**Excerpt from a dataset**

________________________

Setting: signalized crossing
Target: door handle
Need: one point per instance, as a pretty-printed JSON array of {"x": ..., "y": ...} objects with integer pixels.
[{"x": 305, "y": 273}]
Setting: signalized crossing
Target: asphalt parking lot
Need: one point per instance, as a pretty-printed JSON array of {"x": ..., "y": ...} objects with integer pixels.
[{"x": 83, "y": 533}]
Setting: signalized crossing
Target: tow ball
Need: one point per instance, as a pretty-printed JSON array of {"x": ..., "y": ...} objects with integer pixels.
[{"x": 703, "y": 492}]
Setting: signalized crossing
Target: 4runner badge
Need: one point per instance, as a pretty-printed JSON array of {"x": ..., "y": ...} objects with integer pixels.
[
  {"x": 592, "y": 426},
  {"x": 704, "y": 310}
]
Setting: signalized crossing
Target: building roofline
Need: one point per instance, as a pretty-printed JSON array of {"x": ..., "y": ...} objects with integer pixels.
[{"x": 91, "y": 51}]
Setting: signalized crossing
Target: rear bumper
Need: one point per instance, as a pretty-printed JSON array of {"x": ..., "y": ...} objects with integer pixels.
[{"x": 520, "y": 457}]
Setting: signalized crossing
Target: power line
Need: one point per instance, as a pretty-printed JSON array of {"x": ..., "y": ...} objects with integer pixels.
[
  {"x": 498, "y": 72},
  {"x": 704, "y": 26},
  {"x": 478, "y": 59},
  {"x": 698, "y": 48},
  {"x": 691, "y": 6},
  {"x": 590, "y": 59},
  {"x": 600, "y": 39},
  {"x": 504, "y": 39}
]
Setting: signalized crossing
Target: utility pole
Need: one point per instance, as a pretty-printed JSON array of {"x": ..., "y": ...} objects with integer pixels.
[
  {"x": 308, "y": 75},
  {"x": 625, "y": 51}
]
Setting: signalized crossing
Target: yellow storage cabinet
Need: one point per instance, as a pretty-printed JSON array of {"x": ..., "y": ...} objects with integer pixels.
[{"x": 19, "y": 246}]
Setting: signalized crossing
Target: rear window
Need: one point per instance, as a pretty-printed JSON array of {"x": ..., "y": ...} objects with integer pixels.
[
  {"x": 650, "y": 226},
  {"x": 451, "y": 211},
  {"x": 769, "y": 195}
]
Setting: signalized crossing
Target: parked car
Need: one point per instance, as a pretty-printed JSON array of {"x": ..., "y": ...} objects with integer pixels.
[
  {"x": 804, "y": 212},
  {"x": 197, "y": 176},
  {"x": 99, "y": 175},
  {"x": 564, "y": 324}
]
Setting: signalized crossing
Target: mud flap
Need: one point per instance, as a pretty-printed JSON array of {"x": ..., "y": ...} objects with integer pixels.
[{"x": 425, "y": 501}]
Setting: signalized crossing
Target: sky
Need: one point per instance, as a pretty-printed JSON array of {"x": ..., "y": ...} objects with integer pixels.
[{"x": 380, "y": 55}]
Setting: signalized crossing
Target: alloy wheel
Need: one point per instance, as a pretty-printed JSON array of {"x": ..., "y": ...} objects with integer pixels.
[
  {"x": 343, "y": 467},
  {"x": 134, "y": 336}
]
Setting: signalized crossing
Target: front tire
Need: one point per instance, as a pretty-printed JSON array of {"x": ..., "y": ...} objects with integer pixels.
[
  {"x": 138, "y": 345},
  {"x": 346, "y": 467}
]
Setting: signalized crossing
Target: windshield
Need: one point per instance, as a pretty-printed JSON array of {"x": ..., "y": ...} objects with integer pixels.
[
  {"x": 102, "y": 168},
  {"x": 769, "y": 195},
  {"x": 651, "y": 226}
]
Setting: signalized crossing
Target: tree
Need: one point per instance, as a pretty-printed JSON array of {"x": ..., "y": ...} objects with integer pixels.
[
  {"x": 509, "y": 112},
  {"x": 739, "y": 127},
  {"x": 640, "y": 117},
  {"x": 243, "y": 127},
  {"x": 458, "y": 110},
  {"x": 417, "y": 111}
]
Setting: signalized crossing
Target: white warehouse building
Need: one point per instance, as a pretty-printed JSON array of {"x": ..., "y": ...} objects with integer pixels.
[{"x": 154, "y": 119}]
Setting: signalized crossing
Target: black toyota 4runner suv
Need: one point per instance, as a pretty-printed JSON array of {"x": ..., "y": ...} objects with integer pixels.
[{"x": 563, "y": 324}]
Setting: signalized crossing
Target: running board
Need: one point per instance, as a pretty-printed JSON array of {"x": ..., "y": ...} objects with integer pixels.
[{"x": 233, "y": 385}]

________________________

Go through the material above line by line and copy it exactly.

Setting: signalized crossing
Target: door handle
Need: one point per instance, as a pretty-printed JSON array of {"x": ..., "y": ...} objects with integer pixels.
[{"x": 305, "y": 273}]
Setting: signalized crossing
Target: asphalt parking lot
Need: one point per instance, as a pretty-printed JSON array of {"x": ..., "y": ...} objects with integer pixels.
[{"x": 83, "y": 533}]
Setting: signalized crossing
Target: tow ball
Need: one point per instance, as a pretty-printed JSON array of {"x": ..., "y": ...} objects with integer pixels.
[{"x": 703, "y": 492}]
Setting: signalized crossing
Target: 4runner badge
Need: one point per instance, as a pretty-printed JSON array of {"x": ..., "y": ...} objects with integer pixels.
[
  {"x": 592, "y": 426},
  {"x": 704, "y": 310}
]
Setting: signalized crossing
Target: building roofline
Need: one point per instance, as a pretty-printed JSON array of {"x": ..., "y": ...} objects with integer pixels.
[{"x": 91, "y": 51}]
Setting: signalized crossing
Target: rear bumper
Need: one point per instance, as a pretty-printed JSON array of {"x": ..., "y": ...} objects with integer pixels.
[{"x": 520, "y": 457}]
Setting: signalized crossing
Target: power line
Need: one point per instance, as a pretty-printed JSON array of {"x": ..., "y": ...} objects with integer pixels.
[
  {"x": 498, "y": 72},
  {"x": 704, "y": 26},
  {"x": 478, "y": 59},
  {"x": 698, "y": 48},
  {"x": 691, "y": 6},
  {"x": 590, "y": 59},
  {"x": 600, "y": 39},
  {"x": 504, "y": 39}
]
Setting: signalized crossing
Target: utility pole
Need: one point per instance, as a pretty-printed JSON array of {"x": ..., "y": ...} objects with integer pixels.
[
  {"x": 308, "y": 75},
  {"x": 625, "y": 51}
]
Setting: signalized crossing
Target: yellow storage cabinet
Need: one point per instance, as a pretty-printed JSON array of {"x": ..., "y": ...} objects with integer pixels.
[{"x": 19, "y": 246}]
Setting: signalized crossing
Target: rear window
Need: one point per instance, as a pretty-printed JSON array of {"x": ..., "y": ...} objects with integer pixels.
[
  {"x": 650, "y": 226},
  {"x": 451, "y": 211},
  {"x": 769, "y": 195}
]
Setting: signalized crossing
Target: parked car
Need: one point per instance, as a pretty-printed JSON array of {"x": ..., "y": ...} objects with integer pixels.
[
  {"x": 804, "y": 212},
  {"x": 197, "y": 176},
  {"x": 99, "y": 175},
  {"x": 564, "y": 324}
]
Setting: signalized crossing
Target: mud flap
Need: one point per instance, as a pretty-printed JSON array of {"x": ..., "y": ...} objects with integer pixels.
[{"x": 425, "y": 501}]
Setting: signalized crossing
Target: sky
Need: one point per instance, as a pretty-printed JSON array of {"x": ..., "y": ...} objects with integer pixels.
[{"x": 380, "y": 55}]
Setting: signalized crossing
Target: alloy wheel
Need: one point per instance, as a pretty-printed JSON array of {"x": ..., "y": ...} objects with integer pixels.
[
  {"x": 343, "y": 467},
  {"x": 134, "y": 336}
]
Setting: signalized crossing
Target: front tire
Need: one point per instance, as a pretty-printed JSON array of {"x": ..., "y": ...} objects with integer pixels.
[
  {"x": 138, "y": 345},
  {"x": 346, "y": 467}
]
Setting: signalized crossing
Target: windshield
Need: one point per instance, as a pretty-printed JSON array of {"x": ..., "y": ...} objects with integer pixels.
[
  {"x": 102, "y": 168},
  {"x": 769, "y": 195},
  {"x": 651, "y": 226}
]
Setting: signalized crossing
Target: tree
Need: one point per instance, as a pretty-printed JSON array of {"x": ..., "y": ...} objects with integer pixels.
[
  {"x": 509, "y": 112},
  {"x": 739, "y": 127},
  {"x": 640, "y": 117},
  {"x": 243, "y": 127},
  {"x": 458, "y": 110},
  {"x": 417, "y": 111}
]
Setting: signalized crossing
Target: white warehouse building
Need: one point per instance, as a pretty-printed JSON array of {"x": ..., "y": ...} objects with integer pixels.
[{"x": 154, "y": 119}]
Setting: signalized crossing
Target: black toyota 4runner suv
Need: one point per instance, as a pretty-printed JSON array of {"x": ..., "y": ...} objects with integer pixels.
[{"x": 563, "y": 324}]
Setting: signalized crossing
Target: running board
Need: one point per instance, as a pretty-printed JSON array of {"x": ..., "y": ...} objects with integer pixels.
[{"x": 233, "y": 385}]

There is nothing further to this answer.